• _What needs to be done_: The required output consists solely of the lines from the line containing "of the overcast" through the end of the records, copied exactly.

• _Extracted material_:
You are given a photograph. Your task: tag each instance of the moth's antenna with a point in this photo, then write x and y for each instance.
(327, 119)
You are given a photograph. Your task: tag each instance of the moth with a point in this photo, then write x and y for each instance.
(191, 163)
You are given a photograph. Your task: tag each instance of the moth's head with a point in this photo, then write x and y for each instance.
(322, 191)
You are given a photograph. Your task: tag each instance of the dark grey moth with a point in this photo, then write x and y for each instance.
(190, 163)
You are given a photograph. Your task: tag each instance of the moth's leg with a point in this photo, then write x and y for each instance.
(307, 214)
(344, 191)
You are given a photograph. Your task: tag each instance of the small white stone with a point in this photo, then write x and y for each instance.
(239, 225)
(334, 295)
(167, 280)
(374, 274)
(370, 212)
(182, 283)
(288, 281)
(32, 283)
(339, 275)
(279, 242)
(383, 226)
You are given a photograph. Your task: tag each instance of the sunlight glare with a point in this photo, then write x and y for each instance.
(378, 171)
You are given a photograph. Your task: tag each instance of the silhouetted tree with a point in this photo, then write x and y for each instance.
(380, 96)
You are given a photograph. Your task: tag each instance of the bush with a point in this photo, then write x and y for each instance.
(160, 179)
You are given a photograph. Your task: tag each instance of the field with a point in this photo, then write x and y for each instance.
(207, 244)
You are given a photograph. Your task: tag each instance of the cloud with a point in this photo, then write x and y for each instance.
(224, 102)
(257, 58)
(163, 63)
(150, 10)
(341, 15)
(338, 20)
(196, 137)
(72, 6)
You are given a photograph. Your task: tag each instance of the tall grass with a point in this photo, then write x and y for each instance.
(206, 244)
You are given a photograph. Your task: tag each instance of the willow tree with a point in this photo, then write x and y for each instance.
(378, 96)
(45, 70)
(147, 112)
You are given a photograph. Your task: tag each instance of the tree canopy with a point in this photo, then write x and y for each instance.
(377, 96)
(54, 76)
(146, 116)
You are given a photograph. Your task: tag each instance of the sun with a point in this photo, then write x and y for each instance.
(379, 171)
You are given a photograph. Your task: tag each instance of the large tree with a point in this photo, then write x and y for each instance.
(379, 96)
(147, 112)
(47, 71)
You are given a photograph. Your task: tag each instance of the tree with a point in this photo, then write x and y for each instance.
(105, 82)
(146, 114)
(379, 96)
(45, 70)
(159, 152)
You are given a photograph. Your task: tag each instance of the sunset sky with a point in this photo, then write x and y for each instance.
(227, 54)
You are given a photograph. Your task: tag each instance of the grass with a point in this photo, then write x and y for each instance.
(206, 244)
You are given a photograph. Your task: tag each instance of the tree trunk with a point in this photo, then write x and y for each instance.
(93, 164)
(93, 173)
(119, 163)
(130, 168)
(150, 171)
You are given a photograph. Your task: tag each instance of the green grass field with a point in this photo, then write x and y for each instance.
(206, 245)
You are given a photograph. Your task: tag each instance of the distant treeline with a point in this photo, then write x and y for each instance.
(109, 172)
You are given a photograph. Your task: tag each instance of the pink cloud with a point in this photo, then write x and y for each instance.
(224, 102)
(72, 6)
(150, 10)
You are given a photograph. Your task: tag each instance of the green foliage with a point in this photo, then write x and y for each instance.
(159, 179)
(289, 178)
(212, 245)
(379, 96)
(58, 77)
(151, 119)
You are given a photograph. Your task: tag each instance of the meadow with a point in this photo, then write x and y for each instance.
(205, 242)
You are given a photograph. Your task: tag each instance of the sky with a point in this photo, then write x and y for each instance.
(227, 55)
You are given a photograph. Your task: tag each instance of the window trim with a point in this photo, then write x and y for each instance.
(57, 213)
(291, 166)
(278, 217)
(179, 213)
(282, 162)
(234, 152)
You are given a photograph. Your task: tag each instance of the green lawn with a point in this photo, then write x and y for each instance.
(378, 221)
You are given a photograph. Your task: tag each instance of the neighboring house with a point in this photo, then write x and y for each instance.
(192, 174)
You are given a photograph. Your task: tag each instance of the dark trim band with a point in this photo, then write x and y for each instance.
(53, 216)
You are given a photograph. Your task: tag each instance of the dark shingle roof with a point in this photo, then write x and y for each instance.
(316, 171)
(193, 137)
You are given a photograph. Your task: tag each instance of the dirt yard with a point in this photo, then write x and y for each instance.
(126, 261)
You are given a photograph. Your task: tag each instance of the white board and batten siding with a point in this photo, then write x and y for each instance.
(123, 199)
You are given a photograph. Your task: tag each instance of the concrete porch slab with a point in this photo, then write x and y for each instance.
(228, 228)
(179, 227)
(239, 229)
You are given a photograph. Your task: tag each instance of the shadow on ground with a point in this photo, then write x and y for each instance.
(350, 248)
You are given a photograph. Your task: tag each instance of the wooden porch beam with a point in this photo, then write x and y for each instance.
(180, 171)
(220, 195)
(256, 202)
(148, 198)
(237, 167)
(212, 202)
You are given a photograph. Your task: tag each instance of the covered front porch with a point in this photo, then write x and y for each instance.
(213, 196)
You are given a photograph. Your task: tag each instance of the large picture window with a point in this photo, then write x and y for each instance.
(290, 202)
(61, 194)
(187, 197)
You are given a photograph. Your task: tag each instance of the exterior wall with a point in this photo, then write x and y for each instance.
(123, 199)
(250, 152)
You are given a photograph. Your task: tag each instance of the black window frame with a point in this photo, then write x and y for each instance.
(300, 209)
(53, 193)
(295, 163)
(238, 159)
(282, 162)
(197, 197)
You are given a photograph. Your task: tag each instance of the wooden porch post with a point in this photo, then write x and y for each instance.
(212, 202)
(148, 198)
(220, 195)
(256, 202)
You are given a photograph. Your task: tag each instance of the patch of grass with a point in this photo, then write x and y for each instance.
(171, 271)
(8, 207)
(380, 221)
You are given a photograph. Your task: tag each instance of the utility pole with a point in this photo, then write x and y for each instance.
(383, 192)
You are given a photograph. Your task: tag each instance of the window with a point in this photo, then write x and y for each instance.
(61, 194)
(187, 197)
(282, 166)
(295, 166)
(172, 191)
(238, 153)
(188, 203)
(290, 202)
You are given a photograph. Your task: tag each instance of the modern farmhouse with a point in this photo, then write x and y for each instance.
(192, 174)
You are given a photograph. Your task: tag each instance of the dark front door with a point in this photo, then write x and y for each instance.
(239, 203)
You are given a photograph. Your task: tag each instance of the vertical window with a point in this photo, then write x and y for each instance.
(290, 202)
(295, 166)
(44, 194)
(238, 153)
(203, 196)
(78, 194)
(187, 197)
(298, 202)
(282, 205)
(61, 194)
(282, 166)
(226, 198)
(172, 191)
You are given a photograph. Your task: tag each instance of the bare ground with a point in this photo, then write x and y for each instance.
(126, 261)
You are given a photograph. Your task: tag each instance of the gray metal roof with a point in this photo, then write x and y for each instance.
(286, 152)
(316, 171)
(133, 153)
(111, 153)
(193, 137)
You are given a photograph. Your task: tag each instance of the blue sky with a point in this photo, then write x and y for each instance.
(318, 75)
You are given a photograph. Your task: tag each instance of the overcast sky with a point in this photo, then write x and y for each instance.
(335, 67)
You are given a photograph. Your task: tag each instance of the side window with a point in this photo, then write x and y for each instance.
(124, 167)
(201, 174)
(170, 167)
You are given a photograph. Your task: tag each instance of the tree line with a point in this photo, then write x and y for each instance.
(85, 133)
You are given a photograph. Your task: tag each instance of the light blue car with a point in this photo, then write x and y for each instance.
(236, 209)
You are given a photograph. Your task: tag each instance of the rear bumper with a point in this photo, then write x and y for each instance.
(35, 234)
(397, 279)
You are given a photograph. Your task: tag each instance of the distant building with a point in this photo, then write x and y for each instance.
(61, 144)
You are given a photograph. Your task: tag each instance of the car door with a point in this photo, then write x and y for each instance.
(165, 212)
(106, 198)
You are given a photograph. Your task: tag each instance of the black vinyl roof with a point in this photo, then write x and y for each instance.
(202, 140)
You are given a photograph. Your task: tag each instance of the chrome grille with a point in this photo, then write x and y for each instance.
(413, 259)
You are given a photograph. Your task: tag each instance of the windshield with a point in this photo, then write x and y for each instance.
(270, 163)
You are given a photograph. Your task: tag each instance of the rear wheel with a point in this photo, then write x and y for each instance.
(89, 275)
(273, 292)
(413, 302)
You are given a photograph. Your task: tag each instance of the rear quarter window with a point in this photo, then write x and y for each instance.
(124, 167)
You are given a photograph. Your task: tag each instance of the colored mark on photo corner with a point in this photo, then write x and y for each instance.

• _Response to the exercise_:
You are given a photograph. Your task: tag each instance of the overcast sky with a point in this photo, then write x and y for each instance.
(335, 67)
You are given a photograph. Your task: tag each instance of the side window with a point in this photo, then write x and y for each instance.
(124, 167)
(201, 174)
(170, 167)
You are given a photograph. Your task: tag each instance of the tree line with a point in this photo, then write x and y for each instance.
(85, 133)
You are given a photograph. Your task: tag each instance of the light blue car with a point in this photo, then write x and y for each instance.
(236, 209)
You are given a photograph. Your task: tag each instance of the rear bumper with a point in this photo, then write x and y for each instance.
(35, 234)
(397, 279)
You are given a photograph. Your task: tag each instance of the distant building with a point in this photo, then write x and y for each instance.
(61, 144)
You are given a photograph. Your task: tag each instance of the car door with a point in this photo, then write x and y for each instance.
(165, 212)
(106, 198)
You are given a photograph. Your task: tag each instance of the black vinyl roof with a point in this photo, then write x and y for each instance.
(202, 140)
You are given a photograph. Your task: tag each instance of the chrome grille with a point in this photo, then write x and y for each instance.
(413, 259)
You are given a photograph. Your task: tag each instance of the windshield with a point in this photo, then write x and y for each instance.
(270, 163)
You are given a photograph. Your task: tag each instance of the rear wheel with a point in this photo, then write x and y for each instance.
(89, 275)
(273, 292)
(413, 302)
You are given a photograph. Your task: tag each instance of the rear quarter window with a point in this photo, then write x and y for each instance.
(124, 167)
You are given a photograph. Your task: tag each instance of the colored mark on photo corner with a point in this photo, then write x and y for each instance.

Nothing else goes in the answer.